- Task to complete: The entries should be given again in full. Alter nothing.

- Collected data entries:
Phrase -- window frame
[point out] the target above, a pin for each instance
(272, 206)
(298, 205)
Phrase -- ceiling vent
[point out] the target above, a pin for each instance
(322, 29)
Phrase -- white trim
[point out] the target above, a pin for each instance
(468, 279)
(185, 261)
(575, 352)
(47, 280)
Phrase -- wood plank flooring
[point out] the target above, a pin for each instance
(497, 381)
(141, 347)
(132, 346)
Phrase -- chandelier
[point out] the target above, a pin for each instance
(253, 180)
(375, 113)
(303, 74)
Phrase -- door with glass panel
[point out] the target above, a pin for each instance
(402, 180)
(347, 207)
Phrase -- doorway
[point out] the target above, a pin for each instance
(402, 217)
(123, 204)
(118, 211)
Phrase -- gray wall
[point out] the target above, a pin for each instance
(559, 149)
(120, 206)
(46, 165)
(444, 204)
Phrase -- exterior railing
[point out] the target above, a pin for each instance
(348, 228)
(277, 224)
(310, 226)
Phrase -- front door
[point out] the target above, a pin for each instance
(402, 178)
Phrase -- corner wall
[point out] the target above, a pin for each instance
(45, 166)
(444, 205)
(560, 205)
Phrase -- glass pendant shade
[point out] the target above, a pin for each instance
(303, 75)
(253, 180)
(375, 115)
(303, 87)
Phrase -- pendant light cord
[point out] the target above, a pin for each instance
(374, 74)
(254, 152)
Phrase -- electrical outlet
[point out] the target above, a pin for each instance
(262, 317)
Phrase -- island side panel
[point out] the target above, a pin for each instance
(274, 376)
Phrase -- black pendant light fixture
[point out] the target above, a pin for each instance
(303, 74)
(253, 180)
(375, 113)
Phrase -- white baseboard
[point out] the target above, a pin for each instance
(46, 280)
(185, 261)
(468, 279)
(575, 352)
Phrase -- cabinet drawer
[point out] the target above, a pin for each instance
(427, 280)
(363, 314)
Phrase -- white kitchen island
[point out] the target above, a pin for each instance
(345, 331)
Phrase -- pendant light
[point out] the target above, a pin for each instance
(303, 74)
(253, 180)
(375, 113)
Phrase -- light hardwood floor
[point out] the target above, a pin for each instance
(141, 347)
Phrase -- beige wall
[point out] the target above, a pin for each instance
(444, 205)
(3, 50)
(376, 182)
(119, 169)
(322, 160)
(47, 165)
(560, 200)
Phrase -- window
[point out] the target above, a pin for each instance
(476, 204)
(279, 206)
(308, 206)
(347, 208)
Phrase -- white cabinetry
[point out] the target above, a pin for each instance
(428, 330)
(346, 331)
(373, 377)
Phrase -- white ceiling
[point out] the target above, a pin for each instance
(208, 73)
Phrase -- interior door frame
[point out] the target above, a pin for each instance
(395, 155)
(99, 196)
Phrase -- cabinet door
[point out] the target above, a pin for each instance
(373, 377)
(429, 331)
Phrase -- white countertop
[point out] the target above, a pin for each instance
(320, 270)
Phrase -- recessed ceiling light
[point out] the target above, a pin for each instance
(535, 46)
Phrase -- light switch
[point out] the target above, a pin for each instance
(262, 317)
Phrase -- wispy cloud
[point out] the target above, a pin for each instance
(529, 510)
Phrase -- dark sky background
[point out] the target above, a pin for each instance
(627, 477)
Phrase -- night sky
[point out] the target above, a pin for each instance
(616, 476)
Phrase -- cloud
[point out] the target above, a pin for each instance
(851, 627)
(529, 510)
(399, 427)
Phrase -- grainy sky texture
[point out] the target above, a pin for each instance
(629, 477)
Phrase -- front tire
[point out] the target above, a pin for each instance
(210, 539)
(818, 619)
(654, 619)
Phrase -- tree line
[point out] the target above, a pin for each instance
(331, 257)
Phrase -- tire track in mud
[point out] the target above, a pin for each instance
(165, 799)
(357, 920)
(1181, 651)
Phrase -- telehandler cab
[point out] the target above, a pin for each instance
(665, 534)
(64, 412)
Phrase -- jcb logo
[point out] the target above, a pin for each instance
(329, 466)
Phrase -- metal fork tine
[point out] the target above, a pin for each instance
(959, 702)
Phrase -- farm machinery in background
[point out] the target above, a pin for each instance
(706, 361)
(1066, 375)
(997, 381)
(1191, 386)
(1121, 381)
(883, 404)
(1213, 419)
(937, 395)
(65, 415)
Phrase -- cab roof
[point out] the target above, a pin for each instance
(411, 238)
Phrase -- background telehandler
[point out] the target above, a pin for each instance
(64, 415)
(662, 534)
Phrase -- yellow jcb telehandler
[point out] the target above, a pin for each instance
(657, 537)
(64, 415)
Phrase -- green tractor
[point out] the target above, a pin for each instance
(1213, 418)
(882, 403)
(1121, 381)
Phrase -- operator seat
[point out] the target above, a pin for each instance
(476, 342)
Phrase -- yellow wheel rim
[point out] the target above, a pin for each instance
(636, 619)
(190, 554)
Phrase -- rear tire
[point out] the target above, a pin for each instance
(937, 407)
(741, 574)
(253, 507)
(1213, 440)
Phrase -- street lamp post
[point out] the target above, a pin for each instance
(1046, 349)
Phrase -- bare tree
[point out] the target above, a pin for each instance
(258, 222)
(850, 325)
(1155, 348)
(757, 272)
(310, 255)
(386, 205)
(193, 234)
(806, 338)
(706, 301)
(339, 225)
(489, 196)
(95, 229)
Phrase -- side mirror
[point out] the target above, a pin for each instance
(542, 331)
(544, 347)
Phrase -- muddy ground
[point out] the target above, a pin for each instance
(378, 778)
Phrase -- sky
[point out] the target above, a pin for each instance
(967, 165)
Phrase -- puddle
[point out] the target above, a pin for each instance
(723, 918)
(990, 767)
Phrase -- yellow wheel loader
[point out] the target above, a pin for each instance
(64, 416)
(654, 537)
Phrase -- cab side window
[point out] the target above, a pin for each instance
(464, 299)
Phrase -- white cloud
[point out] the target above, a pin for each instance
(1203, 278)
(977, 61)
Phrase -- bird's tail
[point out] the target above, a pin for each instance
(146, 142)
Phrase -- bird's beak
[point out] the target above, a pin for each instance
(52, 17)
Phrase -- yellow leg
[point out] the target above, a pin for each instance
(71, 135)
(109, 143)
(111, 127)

- Task output:
Phrase -- window frame
[point out] the target above, a pin for each instance
(272, 206)
(298, 205)
Phrase -- ceiling vent
[point out] the target above, a pin for each instance
(322, 29)
Phrase -- white trim
[point out] the target above, a pin for each instance
(468, 279)
(185, 261)
(575, 352)
(47, 280)
Phrase -- wood plank flooring
[point out] the target above, a pin for each instance
(497, 381)
(141, 347)
(132, 346)
Phrase -- chandelier
[point out] the target above, a pin for each instance
(253, 180)
(375, 113)
(303, 74)
Phrase -- door with glass panel
[point out] the target above, a pin for each instance
(402, 180)
(347, 207)
Phrase -- doorway
[point out] the target above, a pin for each instance
(402, 217)
(123, 204)
(118, 211)
Phrase -- gray wall
[point out] the target above, a pin for each instance
(559, 149)
(120, 206)
(46, 165)
(444, 204)
Phrase -- exterior railing
[point out] the target above, a pin for each instance
(348, 228)
(277, 224)
(310, 226)
Phrase -- front door
[point out] the target above, a pin for each instance
(402, 178)
Phrase -- corner wall
[point out] the target above, a pin for each instance
(45, 166)
(444, 205)
(560, 205)
Phrase -- glass pendant shade
[point out] the target above, a pin for each instance
(303, 75)
(253, 180)
(375, 115)
(303, 87)
Phrase -- pendant light cord
[point out] the target above, a pin for each instance
(374, 74)
(254, 152)
Phrase -- electrical outlet
[point out] the target above, a pin for each instance
(262, 317)
Phrase -- island side panel
[point out] the target above, a pin for each instance
(274, 376)
Phrase -- black pendant light fixture
[point out] the target above, a pin for each instance
(303, 74)
(253, 180)
(375, 113)
Phrase -- white baseboard
[point out] the target above, a pin for each instance
(46, 280)
(185, 261)
(468, 279)
(575, 352)
Phrase -- cabinet drawer
[point out] the target above, a pin for each instance
(427, 280)
(363, 314)
Phrase -- white kitchen island
[point out] the target above, a pin for each instance
(345, 331)
Phrase -- pendant light
[point out] the target above, a pin for each instance
(303, 74)
(253, 180)
(375, 113)
Phrase -- light hardwood floor
[point out] the target above, a pin for each instance
(141, 347)
Phrase -- beige wall
[point out] the target above, a pin for each instance
(444, 205)
(3, 50)
(376, 182)
(119, 169)
(322, 160)
(47, 165)
(560, 200)
Phrase -- window
[point out] the target above, a pin for each instance
(476, 204)
(279, 206)
(308, 206)
(347, 208)
Phrase -- white cabinetry
[point out] the target above, a pin for each instance
(428, 330)
(346, 331)
(373, 377)
Phrase -- white ceiling
[point out] the target above, a pin for each instance
(208, 73)
Phrase -- interior door frame
[point out] the target above, a pin for each instance
(395, 155)
(99, 196)
Phrase -- cabinet door
[point out] the target above, a pin for each instance
(373, 377)
(429, 331)
Phrase -- white countertop
[point out] the target above, a pin for each instance
(320, 270)
Phrase -- recessed ceiling light
[point out] the target above, a pin for each instance
(535, 46)
Phrase -- light switch
[point out] the target above, a pin for each instance
(262, 317)
Phrase -- wispy cloud
[point out] the target above, a pin for each instance
(529, 510)
Phrase -- dark sky background
[point out] the target above, a pin for each instance
(627, 477)
Phrase -- night sky
[point out] the target above, a pin for each instance
(616, 476)
Phrase -- cloud
[point out] the target above, a pin for each instance
(851, 627)
(529, 510)
(399, 427)
Phrase -- grainy sky texture
[point out] the target above, a pin for each instance
(629, 477)
Phrase -- front tire
[point out] the target above, a pin for each instance
(210, 539)
(818, 619)
(654, 619)
Phrase -- tree line
[point out] the target above, a pin for each instance
(331, 257)
Phrase -- tire track in mud
[point out] the target above, a pin for each instance
(165, 799)
(357, 920)
(1181, 651)
Phrase -- telehandler cab
[point out] the target above, a pin for each instance
(665, 534)
(64, 412)
Phrase -- jcb logo
[point out] the target above, a pin for each instance
(329, 466)
Phrase -- metal fork tine
[point out] the target above, a pin for each instance
(959, 702)
Phrase -- farm machinery in background
[point out] the target above, a pin for each instance
(706, 361)
(1066, 375)
(997, 381)
(1191, 386)
(1121, 381)
(883, 404)
(1213, 419)
(937, 395)
(65, 415)
Phrase -- cab roof
[point out] the target above, a pin for each instance
(411, 238)
Phrase -- background telehandler
[point out] the target above, a pin for each instance
(64, 415)
(662, 534)
Phrase -- yellow jcb telehandler
[point out] the target above, a pin for each instance
(657, 537)
(64, 415)
Phrase -- green tractor
[point out] the target above, a pin for each instance
(1213, 418)
(882, 403)
(1121, 381)
Phrase -- operator seat
[point out] the target above, a pin for each instance
(476, 342)
Phrase -- yellow wheel rim
[point out] the target above, a pin for each instance
(636, 619)
(190, 554)
Phrase -- rear tire
[point out] the target above, a pin for each instance
(937, 407)
(741, 574)
(253, 507)
(1213, 440)
Phrase -- street lamp post
[point out] the target above, a pin for each instance
(1046, 349)
Phrase -- bare tree
[point out] the target above, a pin for each instance
(258, 222)
(850, 325)
(1155, 348)
(757, 272)
(310, 255)
(386, 205)
(193, 234)
(806, 338)
(706, 301)
(339, 225)
(489, 196)
(95, 229)
Phrase -- side mirror
[point out] the target above, a pin for each instance
(542, 331)
(544, 347)
Phrase -- muddy ground
[point out] the target above, a pin for each instance
(378, 778)
Phrase -- sky
[point out] the target above, a pin for each instance
(967, 165)
Phrase -- puddle
[point out] the target above, a pin for each instance
(723, 918)
(990, 767)
Phrase -- yellow wheel loader
[point out] the target above, a pin for each instance
(64, 416)
(654, 537)
Phrase -- cab side window
[point out] the target above, a pin for each instance
(464, 299)
Phrase -- white cloud
[point out] the target above, a pin for each instance
(1203, 278)
(977, 61)
Phrase -- bird's tail
[point out] the target above, a pin for each instance
(146, 142)
Phrase -- bird's beak
[point out] the target above, a pin for each instance
(52, 17)
Phrase -- yellow leg
[point out] the target above, a pin for each instance
(71, 135)
(109, 143)
(111, 127)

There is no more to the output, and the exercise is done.